**Stated problem:**
Copy out the entries from the line with "target: claw" up to and including the line with "104 153 L 110", switching "claw" to "talon" and leaving everything else unchanged.

——————

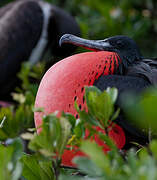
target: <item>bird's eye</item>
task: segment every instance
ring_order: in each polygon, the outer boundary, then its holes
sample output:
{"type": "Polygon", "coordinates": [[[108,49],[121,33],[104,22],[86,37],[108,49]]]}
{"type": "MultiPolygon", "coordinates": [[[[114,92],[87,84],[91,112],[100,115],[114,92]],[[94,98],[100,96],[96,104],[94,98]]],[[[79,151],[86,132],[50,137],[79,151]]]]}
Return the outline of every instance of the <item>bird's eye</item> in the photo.
{"type": "Polygon", "coordinates": [[[116,43],[118,46],[123,46],[123,42],[121,40],[118,40],[116,43]]]}

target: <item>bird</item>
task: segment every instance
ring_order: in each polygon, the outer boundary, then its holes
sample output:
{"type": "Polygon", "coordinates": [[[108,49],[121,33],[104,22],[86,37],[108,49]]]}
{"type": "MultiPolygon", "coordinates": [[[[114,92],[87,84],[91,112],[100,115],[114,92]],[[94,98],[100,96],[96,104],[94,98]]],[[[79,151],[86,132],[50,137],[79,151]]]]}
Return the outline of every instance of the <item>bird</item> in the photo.
{"type": "MultiPolygon", "coordinates": [[[[140,93],[154,83],[151,71],[154,71],[155,60],[146,60],[140,53],[136,43],[126,36],[114,36],[105,40],[85,40],[77,36],[66,34],[60,39],[60,45],[71,43],[82,46],[94,52],[75,54],[57,62],[44,75],[37,92],[35,107],[43,107],[45,114],[64,111],[78,114],[74,102],[79,108],[87,110],[84,99],[84,86],[95,85],[100,90],[117,87],[119,96],[117,105],[125,91],[140,93]],[[138,70],[138,71],[137,71],[138,70]]],[[[36,127],[42,124],[41,112],[35,112],[36,127]]],[[[103,132],[102,129],[97,129],[103,132]]],[[[134,125],[124,121],[123,116],[115,122],[109,132],[109,137],[119,149],[127,144],[127,134],[146,143],[147,137],[138,131],[134,125]],[[122,119],[121,119],[122,118],[122,119]]],[[[104,152],[109,148],[98,137],[94,138],[97,144],[103,147],[104,152]]],[[[74,166],[71,162],[75,155],[82,155],[80,151],[65,150],[62,163],[74,166]]]]}
{"type": "Polygon", "coordinates": [[[0,8],[0,99],[5,100],[18,84],[23,61],[35,65],[50,52],[66,57],[73,46],[59,47],[59,38],[80,35],[75,19],[61,8],[42,0],[16,0],[0,8]]]}
{"type": "MultiPolygon", "coordinates": [[[[93,51],[114,52],[119,56],[119,67],[113,75],[101,75],[93,83],[100,90],[107,87],[116,87],[119,92],[116,105],[122,111],[121,102],[125,94],[140,94],[147,87],[157,84],[157,59],[144,58],[136,42],[124,35],[109,37],[103,40],[87,40],[70,34],[65,34],[60,39],[60,45],[71,43],[93,51]]],[[[114,67],[115,68],[115,67],[114,67]]],[[[124,121],[126,117],[121,113],[116,120],[125,130],[129,141],[139,142],[144,145],[149,142],[148,137],[141,132],[135,125],[124,121]]],[[[126,147],[130,147],[127,144],[126,147]]]]}

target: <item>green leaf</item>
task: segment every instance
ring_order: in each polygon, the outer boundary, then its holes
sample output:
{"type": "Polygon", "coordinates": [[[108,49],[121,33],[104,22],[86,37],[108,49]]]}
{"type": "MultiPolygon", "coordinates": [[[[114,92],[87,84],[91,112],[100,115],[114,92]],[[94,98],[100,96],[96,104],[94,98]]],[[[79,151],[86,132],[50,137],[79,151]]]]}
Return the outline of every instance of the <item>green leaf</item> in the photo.
{"type": "Polygon", "coordinates": [[[106,169],[107,171],[110,171],[109,159],[107,156],[105,156],[102,148],[95,142],[91,142],[89,140],[83,141],[81,150],[89,156],[97,167],[101,168],[102,170],[106,169]]]}
{"type": "Polygon", "coordinates": [[[22,141],[16,138],[5,143],[6,146],[0,145],[0,179],[18,180],[22,173],[22,164],[19,161],[23,151],[22,141]]]}
{"type": "Polygon", "coordinates": [[[90,177],[102,176],[102,170],[99,169],[89,158],[87,157],[76,157],[73,159],[74,163],[77,164],[81,172],[88,174],[90,177]]]}
{"type": "Polygon", "coordinates": [[[52,180],[54,178],[52,161],[41,161],[34,155],[23,155],[22,175],[30,180],[52,180]]]}

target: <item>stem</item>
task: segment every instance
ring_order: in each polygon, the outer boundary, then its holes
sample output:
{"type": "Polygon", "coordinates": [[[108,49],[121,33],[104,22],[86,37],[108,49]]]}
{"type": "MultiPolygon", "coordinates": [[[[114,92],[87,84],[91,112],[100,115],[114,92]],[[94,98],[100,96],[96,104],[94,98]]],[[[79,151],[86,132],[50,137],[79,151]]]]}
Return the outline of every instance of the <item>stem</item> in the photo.
{"type": "Polygon", "coordinates": [[[52,168],[54,170],[54,174],[56,177],[56,180],[58,180],[59,174],[60,174],[60,160],[56,158],[55,161],[52,161],[52,168]]]}

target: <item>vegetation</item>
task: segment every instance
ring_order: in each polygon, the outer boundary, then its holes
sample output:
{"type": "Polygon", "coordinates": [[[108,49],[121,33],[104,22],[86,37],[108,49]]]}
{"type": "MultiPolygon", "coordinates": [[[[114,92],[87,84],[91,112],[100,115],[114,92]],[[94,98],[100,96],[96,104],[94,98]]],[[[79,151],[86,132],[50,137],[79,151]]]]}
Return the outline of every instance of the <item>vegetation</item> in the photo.
{"type": "MultiPolygon", "coordinates": [[[[157,55],[157,45],[154,44],[157,37],[155,0],[47,1],[72,13],[85,38],[102,39],[125,34],[137,41],[144,55],[157,55]]],[[[11,0],[3,0],[0,5],[8,2],[11,0]]],[[[37,111],[34,109],[34,100],[44,70],[44,63],[35,67],[23,64],[19,73],[22,87],[12,94],[16,105],[0,109],[1,180],[157,179],[156,89],[147,90],[138,97],[128,96],[124,104],[130,121],[136,121],[138,127],[150,135],[149,145],[140,146],[138,150],[119,152],[107,135],[93,129],[95,125],[106,129],[108,119],[114,121],[118,116],[119,109],[114,108],[118,94],[116,89],[100,92],[95,87],[86,87],[89,111],[80,111],[76,105],[79,123],[70,114],[63,113],[60,118],[50,114],[43,118],[42,132],[37,135],[33,122],[33,113],[37,111]],[[83,140],[85,129],[91,133],[83,140]],[[91,141],[95,133],[106,141],[112,151],[104,154],[102,148],[91,141]],[[61,166],[61,155],[67,144],[79,146],[88,155],[74,159],[78,169],[61,166]]]]}

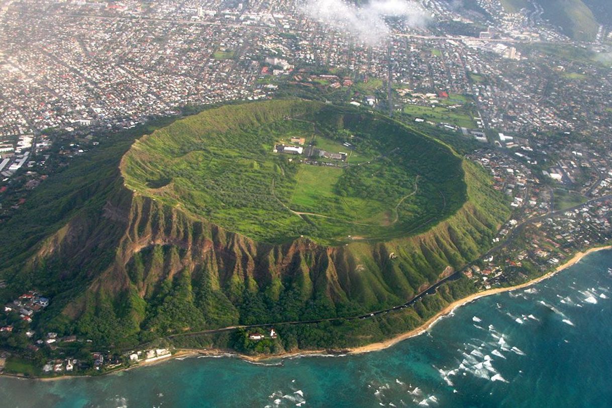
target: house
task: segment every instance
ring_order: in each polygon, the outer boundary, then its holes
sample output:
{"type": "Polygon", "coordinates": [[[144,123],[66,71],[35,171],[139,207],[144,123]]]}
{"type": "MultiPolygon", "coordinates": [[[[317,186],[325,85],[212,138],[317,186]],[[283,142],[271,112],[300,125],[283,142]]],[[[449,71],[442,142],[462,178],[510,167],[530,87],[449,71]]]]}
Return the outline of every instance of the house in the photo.
{"type": "Polygon", "coordinates": [[[302,154],[304,147],[296,146],[286,146],[284,144],[277,144],[274,146],[274,153],[285,153],[286,154],[302,154]]]}
{"type": "Polygon", "coordinates": [[[37,297],[34,300],[34,303],[40,305],[43,308],[49,305],[49,299],[46,297],[37,297]]]}
{"type": "Polygon", "coordinates": [[[29,309],[26,309],[25,308],[22,308],[21,309],[20,309],[19,310],[19,313],[23,314],[23,316],[27,316],[28,317],[30,317],[34,314],[33,311],[32,311],[29,309]]]}
{"type": "Polygon", "coordinates": [[[249,340],[263,340],[264,336],[263,335],[260,335],[259,333],[248,333],[248,339],[249,340]]]}

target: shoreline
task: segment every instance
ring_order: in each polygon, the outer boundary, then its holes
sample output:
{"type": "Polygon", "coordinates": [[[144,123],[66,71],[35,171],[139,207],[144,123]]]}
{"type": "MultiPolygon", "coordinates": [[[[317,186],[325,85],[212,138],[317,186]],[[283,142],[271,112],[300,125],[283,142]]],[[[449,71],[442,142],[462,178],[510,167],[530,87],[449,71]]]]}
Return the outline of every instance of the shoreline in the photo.
{"type": "Polygon", "coordinates": [[[422,333],[423,332],[427,331],[431,326],[433,326],[441,317],[446,316],[448,314],[452,313],[457,308],[461,307],[469,303],[474,302],[474,300],[479,299],[481,297],[485,297],[485,296],[490,296],[491,295],[496,295],[499,293],[504,293],[505,292],[512,292],[513,291],[517,291],[520,289],[523,289],[528,286],[536,284],[542,281],[543,281],[551,276],[556,275],[561,271],[569,268],[573,265],[577,264],[580,259],[581,259],[584,256],[588,255],[589,254],[592,253],[594,252],[597,252],[598,251],[602,251],[603,250],[610,250],[612,249],[612,245],[605,245],[604,247],[595,247],[595,248],[591,248],[583,251],[579,251],[577,253],[573,256],[572,256],[570,259],[567,261],[565,263],[562,265],[560,265],[557,267],[554,270],[551,270],[547,273],[539,276],[539,278],[536,278],[524,283],[521,283],[514,286],[509,286],[507,287],[496,287],[494,289],[487,289],[486,291],[483,291],[482,292],[478,292],[477,293],[473,294],[465,297],[463,299],[460,299],[458,300],[455,300],[452,302],[446,308],[436,313],[431,317],[428,319],[423,324],[413,328],[412,330],[406,332],[405,333],[401,333],[395,337],[392,337],[390,339],[384,340],[383,341],[379,341],[378,343],[371,343],[371,344],[367,344],[366,346],[361,346],[360,347],[352,347],[349,349],[351,354],[360,354],[362,353],[367,353],[371,351],[378,351],[379,350],[384,350],[384,349],[389,348],[392,346],[397,344],[397,343],[405,340],[406,339],[410,338],[411,337],[414,337],[415,336],[418,336],[419,335],[422,333]]]}
{"type": "MultiPolygon", "coordinates": [[[[348,347],[346,349],[318,349],[318,350],[303,350],[297,351],[296,352],[283,353],[281,354],[274,354],[274,355],[247,355],[245,354],[241,354],[237,353],[233,351],[229,350],[223,350],[220,349],[176,349],[176,352],[171,355],[169,355],[167,357],[163,358],[160,358],[160,360],[154,361],[145,362],[143,362],[136,365],[130,366],[129,367],[124,367],[122,368],[118,369],[116,370],[113,370],[111,371],[108,371],[106,373],[101,373],[100,376],[105,376],[107,374],[117,374],[123,371],[126,371],[127,370],[130,370],[138,367],[144,367],[147,366],[155,365],[160,363],[165,363],[171,360],[174,360],[181,357],[188,358],[193,357],[222,357],[224,355],[227,355],[228,357],[235,357],[241,360],[244,360],[250,363],[261,363],[262,361],[269,360],[277,360],[277,359],[283,359],[283,358],[291,358],[294,357],[307,357],[308,355],[356,355],[356,354],[362,354],[364,353],[368,353],[371,352],[379,351],[381,350],[384,350],[392,347],[397,343],[409,339],[411,337],[414,337],[415,336],[418,336],[426,332],[427,330],[430,328],[433,325],[435,325],[441,318],[451,314],[456,309],[461,306],[467,305],[468,303],[471,303],[477,299],[481,297],[485,297],[486,296],[490,296],[491,295],[496,295],[500,293],[504,293],[505,292],[512,292],[513,291],[517,291],[518,289],[523,289],[528,286],[536,284],[542,281],[550,278],[561,271],[570,267],[577,264],[578,261],[582,259],[584,256],[592,253],[594,252],[597,252],[599,251],[602,251],[604,250],[612,249],[612,245],[605,245],[602,247],[595,247],[594,248],[591,248],[590,249],[586,250],[584,251],[579,251],[575,254],[570,259],[569,259],[567,262],[565,262],[562,265],[560,265],[557,267],[554,270],[550,271],[544,275],[536,278],[527,282],[521,283],[514,286],[508,286],[507,287],[496,287],[494,289],[487,289],[486,291],[483,291],[482,292],[478,292],[477,293],[472,294],[467,297],[465,297],[462,299],[459,299],[458,300],[455,300],[455,302],[450,303],[446,307],[445,307],[442,310],[439,311],[436,313],[434,316],[430,317],[427,321],[424,322],[422,324],[419,325],[418,327],[416,327],[411,330],[401,333],[394,337],[384,340],[382,341],[379,341],[378,343],[374,343],[370,344],[367,344],[365,346],[361,346],[359,347],[348,347]]],[[[13,378],[18,379],[31,379],[31,380],[37,380],[39,381],[57,381],[58,380],[63,380],[70,378],[78,378],[82,377],[97,377],[98,376],[92,376],[92,375],[63,375],[58,377],[25,377],[23,376],[19,376],[16,374],[6,374],[3,373],[0,374],[0,377],[12,377],[13,378]]]]}

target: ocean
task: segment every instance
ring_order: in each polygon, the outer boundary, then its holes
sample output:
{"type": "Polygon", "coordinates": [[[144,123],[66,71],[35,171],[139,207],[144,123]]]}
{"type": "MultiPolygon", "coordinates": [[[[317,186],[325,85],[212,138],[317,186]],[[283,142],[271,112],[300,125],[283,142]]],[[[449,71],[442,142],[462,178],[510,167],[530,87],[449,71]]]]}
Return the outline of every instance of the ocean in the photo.
{"type": "Polygon", "coordinates": [[[188,357],[99,377],[0,377],[7,407],[610,407],[612,251],[362,355],[188,357]]]}

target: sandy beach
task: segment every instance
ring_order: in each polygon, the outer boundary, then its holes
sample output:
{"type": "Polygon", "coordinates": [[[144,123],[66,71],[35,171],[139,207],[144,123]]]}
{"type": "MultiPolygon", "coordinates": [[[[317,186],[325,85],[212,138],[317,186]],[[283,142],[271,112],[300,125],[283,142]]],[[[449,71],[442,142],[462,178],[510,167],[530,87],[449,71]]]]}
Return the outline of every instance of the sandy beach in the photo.
{"type": "MultiPolygon", "coordinates": [[[[449,313],[452,313],[453,310],[458,307],[460,307],[464,305],[466,305],[471,302],[474,302],[476,299],[480,299],[481,297],[484,297],[485,296],[490,296],[491,295],[494,295],[498,293],[502,293],[504,292],[511,292],[512,291],[517,291],[531,285],[535,284],[538,282],[541,282],[542,281],[548,279],[548,278],[553,276],[559,272],[568,268],[572,265],[575,264],[576,262],[578,262],[584,256],[597,251],[601,251],[602,250],[612,249],[612,245],[607,245],[605,247],[597,247],[595,248],[592,248],[584,252],[578,252],[576,253],[572,258],[569,259],[562,265],[558,266],[554,270],[552,270],[548,273],[543,275],[542,276],[530,280],[524,283],[521,283],[521,284],[517,285],[515,286],[509,286],[507,287],[498,287],[495,289],[488,289],[487,291],[483,291],[482,292],[479,292],[475,293],[473,295],[471,295],[468,297],[463,298],[463,299],[460,299],[456,302],[453,302],[450,303],[446,308],[441,310],[439,312],[436,313],[435,316],[432,316],[431,318],[427,320],[425,323],[420,325],[419,327],[413,328],[412,330],[400,334],[395,337],[391,338],[384,341],[380,341],[378,343],[371,343],[371,344],[368,344],[367,346],[362,346],[361,347],[351,347],[348,348],[345,350],[342,351],[329,351],[329,350],[304,350],[302,351],[287,353],[284,354],[277,354],[274,355],[259,355],[259,356],[252,356],[252,355],[245,355],[242,354],[236,354],[236,355],[244,360],[252,362],[261,362],[262,360],[269,360],[272,358],[290,358],[292,357],[297,357],[299,355],[317,355],[317,354],[326,354],[332,352],[346,352],[347,354],[359,354],[361,353],[367,353],[373,351],[378,351],[379,350],[383,350],[387,347],[391,347],[394,344],[397,344],[399,342],[405,340],[406,339],[410,338],[414,336],[418,336],[421,334],[430,327],[431,327],[434,324],[436,323],[441,317],[445,316],[449,313]]],[[[201,351],[203,354],[206,354],[208,355],[212,354],[219,354],[222,353],[226,353],[227,351],[221,351],[221,350],[203,350],[201,351]]]]}
{"type": "Polygon", "coordinates": [[[396,344],[398,343],[401,341],[402,340],[405,340],[406,339],[410,338],[414,336],[417,336],[420,333],[423,333],[428,328],[431,327],[440,317],[446,316],[447,314],[450,313],[453,310],[457,308],[470,303],[471,302],[474,302],[476,299],[480,299],[481,297],[484,297],[485,296],[490,296],[491,295],[494,295],[498,293],[502,293],[504,292],[510,292],[512,291],[517,291],[528,286],[531,286],[531,285],[535,284],[538,282],[541,282],[545,279],[548,279],[558,272],[568,268],[580,259],[583,257],[588,255],[592,252],[595,252],[597,251],[601,251],[602,250],[607,250],[612,248],[612,245],[608,245],[606,247],[598,247],[595,248],[592,248],[589,250],[585,251],[584,252],[578,252],[571,259],[570,259],[567,262],[563,264],[562,265],[558,267],[554,270],[551,271],[545,275],[543,275],[539,278],[536,278],[536,279],[529,281],[528,282],[525,282],[524,283],[521,283],[520,285],[517,285],[515,286],[509,286],[508,287],[498,287],[495,289],[489,289],[488,291],[483,291],[482,292],[479,292],[478,293],[475,293],[473,295],[471,295],[468,297],[460,299],[456,302],[453,302],[450,303],[446,308],[441,310],[439,312],[436,313],[434,316],[429,319],[427,322],[424,323],[422,325],[414,328],[409,332],[406,332],[406,333],[403,333],[401,335],[393,337],[384,341],[381,341],[379,343],[375,343],[371,344],[368,344],[367,346],[363,346],[362,347],[357,347],[354,348],[349,349],[349,351],[353,354],[359,354],[359,353],[367,353],[371,351],[376,351],[378,350],[382,350],[386,349],[389,347],[396,344]]]}
{"type": "MultiPolygon", "coordinates": [[[[403,340],[410,338],[414,336],[417,336],[424,332],[426,331],[427,329],[430,328],[433,324],[436,323],[441,317],[445,316],[450,313],[451,313],[453,310],[457,309],[461,306],[469,303],[471,302],[474,302],[476,299],[480,299],[481,297],[484,297],[485,296],[490,296],[491,295],[494,295],[498,293],[502,293],[504,292],[510,292],[512,291],[517,291],[524,287],[527,287],[531,285],[535,284],[538,282],[541,282],[542,281],[548,279],[548,278],[552,276],[559,272],[568,268],[572,265],[575,264],[576,262],[578,262],[584,256],[588,255],[592,252],[595,252],[597,251],[600,251],[602,250],[612,249],[612,245],[608,245],[605,247],[598,247],[595,248],[592,248],[584,252],[578,252],[575,254],[571,259],[569,259],[566,262],[562,265],[558,267],[554,270],[551,271],[545,275],[543,275],[539,278],[536,278],[524,283],[521,283],[521,284],[517,285],[515,286],[509,286],[508,287],[498,287],[495,289],[491,289],[487,291],[483,291],[482,292],[479,292],[475,293],[472,295],[465,297],[463,299],[457,300],[454,302],[443,310],[441,310],[439,312],[436,313],[435,316],[432,316],[430,319],[428,319],[427,321],[425,322],[423,324],[419,327],[414,328],[409,332],[401,333],[395,337],[388,339],[384,341],[380,341],[378,343],[371,343],[367,346],[363,346],[361,347],[348,348],[345,349],[338,349],[338,350],[302,350],[298,351],[296,352],[293,352],[291,353],[284,353],[282,354],[275,354],[275,355],[246,355],[244,354],[239,354],[236,353],[230,350],[222,350],[218,349],[177,349],[176,352],[172,355],[168,356],[164,358],[161,358],[160,360],[150,362],[141,362],[139,364],[131,366],[130,367],[125,367],[123,368],[120,368],[116,370],[114,370],[108,372],[105,374],[113,374],[117,373],[121,371],[132,369],[137,367],[144,367],[146,366],[154,365],[159,364],[160,363],[164,363],[168,362],[170,360],[174,360],[180,357],[195,357],[195,356],[211,356],[211,357],[218,357],[224,355],[227,355],[230,356],[236,356],[238,358],[242,358],[246,361],[252,363],[258,363],[266,360],[277,359],[277,358],[289,358],[291,357],[297,357],[304,355],[329,355],[330,354],[359,354],[361,353],[367,353],[373,351],[378,351],[379,350],[383,350],[387,347],[391,347],[394,344],[397,344],[403,340]]],[[[28,379],[28,377],[24,377],[20,376],[10,375],[10,374],[4,374],[7,376],[16,377],[21,379],[28,379]]],[[[58,377],[44,377],[44,378],[37,378],[37,379],[40,381],[56,381],[58,380],[61,380],[68,378],[75,378],[75,377],[79,377],[80,376],[61,376],[58,377]]]]}

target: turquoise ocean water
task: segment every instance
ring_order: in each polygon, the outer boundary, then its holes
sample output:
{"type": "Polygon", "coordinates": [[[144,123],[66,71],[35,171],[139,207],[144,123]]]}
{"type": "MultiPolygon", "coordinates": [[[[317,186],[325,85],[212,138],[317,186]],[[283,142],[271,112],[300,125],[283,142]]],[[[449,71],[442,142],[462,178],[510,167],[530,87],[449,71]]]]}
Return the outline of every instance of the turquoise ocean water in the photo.
{"type": "Polygon", "coordinates": [[[95,378],[0,377],[7,407],[612,407],[612,251],[360,355],[190,357],[95,378]]]}

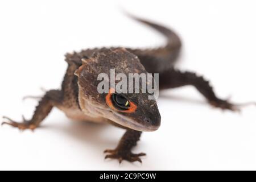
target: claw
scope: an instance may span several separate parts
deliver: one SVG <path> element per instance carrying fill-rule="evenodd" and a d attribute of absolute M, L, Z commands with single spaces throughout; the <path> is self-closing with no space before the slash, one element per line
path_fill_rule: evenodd
<path fill-rule="evenodd" d="M 31 121 L 30 120 L 26 119 L 24 115 L 22 115 L 22 118 L 23 118 L 22 122 L 17 122 L 9 117 L 3 116 L 3 119 L 6 119 L 8 120 L 8 122 L 2 122 L 1 125 L 6 124 L 10 125 L 13 127 L 18 127 L 20 130 L 24 130 L 25 129 L 30 129 L 32 131 L 34 131 L 34 130 L 36 127 L 36 126 L 32 123 L 30 123 Z"/>
<path fill-rule="evenodd" d="M 104 153 L 110 153 L 105 156 L 105 159 L 116 159 L 118 160 L 119 164 L 122 163 L 123 160 L 127 160 L 130 162 L 138 161 L 139 163 L 142 163 L 142 161 L 139 158 L 140 156 L 146 155 L 145 153 L 133 154 L 130 151 L 123 151 L 119 150 L 105 150 Z"/>

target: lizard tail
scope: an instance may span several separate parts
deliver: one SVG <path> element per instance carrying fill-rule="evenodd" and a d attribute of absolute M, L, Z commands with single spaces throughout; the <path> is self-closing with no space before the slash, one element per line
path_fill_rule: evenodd
<path fill-rule="evenodd" d="M 172 49 L 174 48 L 179 49 L 180 48 L 181 46 L 181 41 L 179 36 L 174 31 L 160 24 L 138 18 L 130 14 L 127 13 L 126 14 L 131 19 L 150 26 L 163 35 L 167 39 L 167 47 L 169 47 L 170 48 L 172 48 Z"/>
<path fill-rule="evenodd" d="M 155 48 L 128 49 L 137 55 L 146 70 L 149 73 L 160 73 L 174 67 L 179 56 L 181 42 L 172 30 L 163 26 L 134 16 L 126 13 L 130 18 L 153 28 L 163 34 L 167 40 L 167 44 Z"/>

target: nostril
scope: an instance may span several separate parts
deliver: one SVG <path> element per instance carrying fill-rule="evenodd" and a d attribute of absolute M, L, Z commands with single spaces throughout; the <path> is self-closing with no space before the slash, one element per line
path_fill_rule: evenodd
<path fill-rule="evenodd" d="M 150 119 L 150 118 L 144 118 L 144 121 L 146 121 L 146 122 L 151 122 L 151 119 Z"/>

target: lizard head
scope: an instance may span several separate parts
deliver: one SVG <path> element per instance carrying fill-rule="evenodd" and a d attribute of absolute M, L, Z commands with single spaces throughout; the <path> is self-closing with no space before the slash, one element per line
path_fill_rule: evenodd
<path fill-rule="evenodd" d="M 151 94 L 147 92 L 131 93 L 128 86 L 126 93 L 115 92 L 115 88 L 112 86 L 109 79 L 111 69 L 114 68 L 115 75 L 123 73 L 127 78 L 129 73 L 147 73 L 138 57 L 124 48 L 102 49 L 96 52 L 91 57 L 83 59 L 82 65 L 75 72 L 78 76 L 79 100 L 82 111 L 126 128 L 141 131 L 157 130 L 161 119 L 155 100 L 149 100 Z M 98 92 L 99 84 L 102 82 L 98 79 L 101 73 L 106 76 L 104 80 L 108 85 L 106 93 Z M 139 84 L 140 91 L 142 85 Z"/>

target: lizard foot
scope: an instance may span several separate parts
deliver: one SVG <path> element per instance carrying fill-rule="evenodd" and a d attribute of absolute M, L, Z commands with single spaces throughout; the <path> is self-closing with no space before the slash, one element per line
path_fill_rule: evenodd
<path fill-rule="evenodd" d="M 126 151 L 122 150 L 106 150 L 104 153 L 109 153 L 105 157 L 105 159 L 118 159 L 119 163 L 121 163 L 123 160 L 126 160 L 130 162 L 135 161 L 142 163 L 140 156 L 146 155 L 144 153 L 133 154 L 130 151 Z"/>
<path fill-rule="evenodd" d="M 22 122 L 15 122 L 15 121 L 13 121 L 13 119 L 8 118 L 8 117 L 3 117 L 3 118 L 8 120 L 8 121 L 7 122 L 3 122 L 2 123 L 2 125 L 5 125 L 5 124 L 9 125 L 13 127 L 18 127 L 20 130 L 24 130 L 26 129 L 30 129 L 33 131 L 36 127 L 36 125 L 32 123 L 31 122 L 31 121 L 26 120 L 24 118 L 24 116 L 22 116 L 22 118 L 23 118 Z"/>

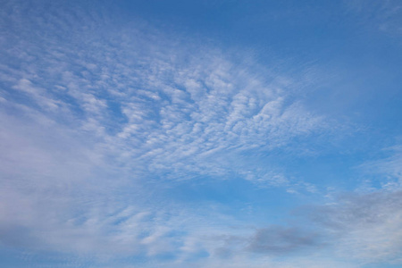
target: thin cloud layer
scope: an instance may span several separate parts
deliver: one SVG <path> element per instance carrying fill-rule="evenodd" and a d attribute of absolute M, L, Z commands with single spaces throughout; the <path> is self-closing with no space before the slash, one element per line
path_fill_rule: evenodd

——————

**Problem solution:**
target: talon
scope: an instance may span several separate parts
deliver: one SVG <path> element per instance carrying fill-rule="evenodd" and a d attribute of absolute M, L, Z commands with single spaces throughout; the <path> is self-closing with no space before the slash, one element per line
path_fill_rule: evenodd
<path fill-rule="evenodd" d="M 31 121 L 30 120 L 26 119 L 24 115 L 22 115 L 22 118 L 23 118 L 22 122 L 17 122 L 9 117 L 3 116 L 3 119 L 6 119 L 8 120 L 8 122 L 2 122 L 1 125 L 6 124 L 10 125 L 13 127 L 18 127 L 20 130 L 24 130 L 25 129 L 30 129 L 32 131 L 34 131 L 34 130 L 36 127 L 36 126 L 32 123 L 30 123 Z"/>
<path fill-rule="evenodd" d="M 104 153 L 110 153 L 105 156 L 105 159 L 116 159 L 118 160 L 119 164 L 122 163 L 123 160 L 127 160 L 130 162 L 138 161 L 139 163 L 142 163 L 142 161 L 139 158 L 140 156 L 146 155 L 145 153 L 133 154 L 130 151 L 123 151 L 119 150 L 105 150 Z"/>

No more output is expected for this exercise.